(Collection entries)
▼▼▼
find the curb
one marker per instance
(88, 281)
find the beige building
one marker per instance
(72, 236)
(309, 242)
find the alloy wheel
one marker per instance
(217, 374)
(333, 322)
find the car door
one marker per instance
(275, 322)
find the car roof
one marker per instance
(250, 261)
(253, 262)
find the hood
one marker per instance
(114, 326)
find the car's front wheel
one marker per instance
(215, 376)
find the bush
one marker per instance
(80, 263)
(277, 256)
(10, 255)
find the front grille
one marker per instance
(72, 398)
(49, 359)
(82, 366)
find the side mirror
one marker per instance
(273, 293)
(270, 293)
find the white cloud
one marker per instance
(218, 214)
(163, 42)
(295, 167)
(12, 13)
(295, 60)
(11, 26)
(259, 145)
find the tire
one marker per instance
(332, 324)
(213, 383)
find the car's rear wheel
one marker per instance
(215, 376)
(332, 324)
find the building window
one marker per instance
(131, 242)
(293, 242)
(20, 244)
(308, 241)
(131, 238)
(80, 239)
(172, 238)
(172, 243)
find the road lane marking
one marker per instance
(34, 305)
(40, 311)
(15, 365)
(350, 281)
▲▲▲
* **Your task**
List the lines of the entries that include "front".

* **Result of this exercise**
find the car's front wheel
find the front grille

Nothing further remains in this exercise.